Please answer these three questions using the text below on webpage advertisement analysis.
1. What features of the entity objects are extracted?
2. At which step are keyword filtering and/or focused entity analyzing performed?
3. When the extracted keywords are closely related to the specified content, which step does processing proceed to, and for what purpose?

• _READING PASSAGE_:
--- start ---
Instead of analyzing all the texts in the target webpage where the
published advertisement is located, only the text in the page block
where the advertisement is located is analyzed. Therefore, the
speed of analyzing is accelerated, and content irrelevant to the
advertisement in the webpage or the advertiser is screened out
(such as noise text or other advertisements appearing on the
webpage).
[0035] At step S507, webpage content analysis is performed on the
target webpage or a main page block in the target webpage. The
webpage content analysis may include focused entity analysis,
keyword analysis or a combination thereof. Based on the focused
entity technique described in embodiments of the present invention,
it is possible to automatically identify the main objects mentioned
in an article or a text, such as people, place or company, etc.,
for example by using machine learning techniques. By means of the
"focused entity technique", embodiments of the present invention
increases the accuracy of judging the sentiment tendency of the
context around the specified location with respect to the specified
content, and also increases the accuracy of finding more suitable
specified content capable of being placed at this location. For a
web electronic advertisement, the "focused entity technique" is
more helpful in increasing the accuracy of finding a suitable
advertiser object.
[0036] In the "focused entity technique" entity objects in a text
are to be analyzed (i.e. the context around a specified location),
which are extracted by means of named entity recognition.
Thereafter, features of the entity objects, such as appearance
rate, appearance location and its grammatical category in the
context (such as "subject", "predicate", etc), are extracted. The
features of the entity objects are used for training a focused
entity classification technique so as to focus the entity objects
to particular entity objects. In addition, focused entities may be
extracted from absent sample.
[0037] The following describes the keyword analysis technique
according to embodiments of the present invention. Usually,
sentence-division is performed on the text of the target webpage or
the text of a main page block therein, and keywords are extracted
from each divided sentence. Accordingly, a plurality of keywords
may be extracted from the context surrounding a specified location.
When the extracted keywords are closely related to the specified
content, processing proceeds to step S513 for performing sentiment
analysis on the webpage content.
[0038] When the extracted keywords are too many or complicated, a
keyword filtering may be performed on the extracted keywords. At
this moment, after it is determined at step S509 that keyword
filtering is necessary, the processing proceeds to step S511.
[0039] At step S511, a keyword filtering and/or focused entity
analyzing is performed. According to one embodiment, keywords
extracted from the context surrounding/around the specified
location of the webpage are filtered on the basis of predetermined
keywords related to the specified content so as to determine the
specified content that may be suitable for the webpage. For
example, the predetermined keywords related to the specified
content may be those pre-set or pre-stored by the website. Further,
the predetermined keywords related to the specified content may
also be those related to a company name of the advertiser of the
web electronic advertisement or the product or service as provided
by the advertiser. Accordingly, it is possible to decide whether
the content in the context surrounding/around the specified
location is relevant to the ad to be put on the webpage.
--- end ---
• _AVAILABLE DATA_:
--- start ---
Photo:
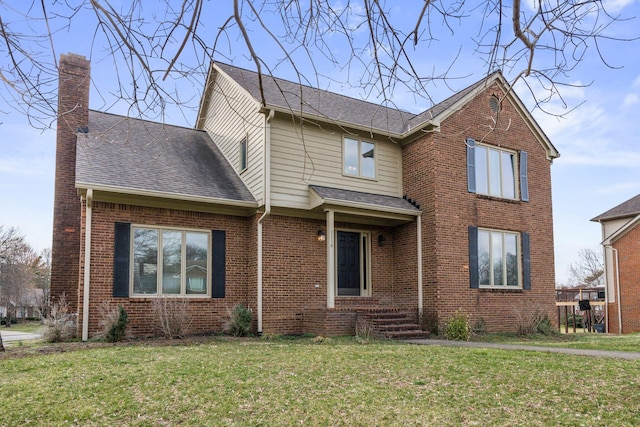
--- end ---
• _SOLUTION_:
1. Appearance rate, appearance location, and grammatical category in the context (such as "subject" or "predicate").
2. Step S511.
3. Step S513, for performing sentiment analysis on the webpage content.